## REQUIRED ACTIONS
[1] According to the rdt3.0 notes, what does a Go-Back-N receiver do with an out-of-order packet?
[2] For each statement, say whether it agrees with the rdt3.0 notes, answering yes or no and quoting the words that decide it: (a) In Selective Repeat, the receiver sends only cumulative acks. (b) The stop-and-wait example uses an RTT of 30 ms. (c) When a Go-Back-N sender's timer expires, it retransmits only the oldest unacked packet.

== SUPPLIED PASSAGE

Performance of rdt3.0

rdt3.0: stop-and-wait operation(停等)

rdt3.0_stop_and_wait.png

  • rdt3.0 is correct, but performance stinks
  • e.g.: 1 Gbps link, 15 ms prop. delay, 8000 bit packet:
  • $D_{trans} = \frac{L}{R} = \frac{8000bits}{10^9bits/sec} = 8microsecs$
  • RTT = 30ms

  • used ratio

  • $ U_{sender} = \frac{L/R}{RTT + L/R} = \frac{0.008}{30.008} = 0.00027 $
  • 33kB/sec thruput over 1 Gbps link
  • network protocol limits use of physical resources

Pipelined protocols(流水线可靠数据传输协议)

  • pipelining: sender allows multiple, “in-flight”, yet-to-be-acknowledged pkts
    • range of sequence numbers must be increased
    • buffering at sender and/or receiver
  • two generic forms of pipelined protocols: go-Back-N, selective repeat

pipeline_increasd_utilization.png

  • 3-packet pipelining increases utilization(利用率) by a factor of 3
  • $ U_{sender} = \frac{3L/R}{RTT + L/R} = \frac{0.024}{30.008} = 0.00081 $

  • Go-back-N(GBN, 回退N步):

    • sender can have up to N unacked packets in pipeline
    • receiver only sends cumulative ack
      • doesn’t ack packet if there’s a gap
    • sender has timer for oldest unacked packet
      • when timer expires, retransmit all unacked packets
  • Selective Repeat(SR, 选择重传):

    • sender can have up to N unack’ed packets in pipeline
    • receiver sends individual ack for each packet
    • sender maintains timer for each unacked packet
      • when timer expires, retransmit only that unacked packet

Go-Back-N

Sender

  • k-bit seq # in pkt header
  • “window” of up to N, consecutive unack’ed pkts allowed
  • ACK(n): ACKs all pkts up to, including seq # n - “cumulative ACK”
    • may receive duplicate ACKs (see receiver)
  • timer for oldest in-flight pkt
  • timeout(n): retransmit packet n and all higher seq # pkts in window

goback_N.png

  • 窗口长度N
  • 滑动窗口协议(sliding-window protocol)

sender extended FSM

GBN_sender_FSM.png

receiver extended FSM

GBN_receiver_FSM.png

  • ACK-only: always send ACK for correctly-received pkt with highest in-order seq #
    • may generate duplicate ACKs
    • need only remember expectedseqnum
  • out-of-order pkt:
    • discard (don’t buffer): no receiver buffering
    • re-ACK pkt with highest in-order seq #

GBN in action

GBN_in_action.png

  • 累积确认(cumulative acknowledgment)

====
== PROVIDED MATERIAL

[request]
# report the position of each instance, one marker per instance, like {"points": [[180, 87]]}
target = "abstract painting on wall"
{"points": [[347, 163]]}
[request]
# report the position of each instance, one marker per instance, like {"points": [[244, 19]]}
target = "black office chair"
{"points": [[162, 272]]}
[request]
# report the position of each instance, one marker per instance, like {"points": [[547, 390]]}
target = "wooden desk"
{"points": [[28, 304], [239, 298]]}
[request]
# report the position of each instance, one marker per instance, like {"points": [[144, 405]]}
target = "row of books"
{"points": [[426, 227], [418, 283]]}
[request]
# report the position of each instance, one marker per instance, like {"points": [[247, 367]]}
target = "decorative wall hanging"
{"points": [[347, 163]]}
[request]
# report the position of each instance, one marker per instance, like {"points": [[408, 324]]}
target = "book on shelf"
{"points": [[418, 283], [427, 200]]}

====

## ANSWER LIST
[1] It discards the packet without buffering it and re-ACKs the packet with the highest in-order sequence number.

[2]
(a) No: "receiver sends individual ack for each packet"
(b) Yes: "RTT = 30ms"
(c) No: "when timer expires, retransmit all unacked packets"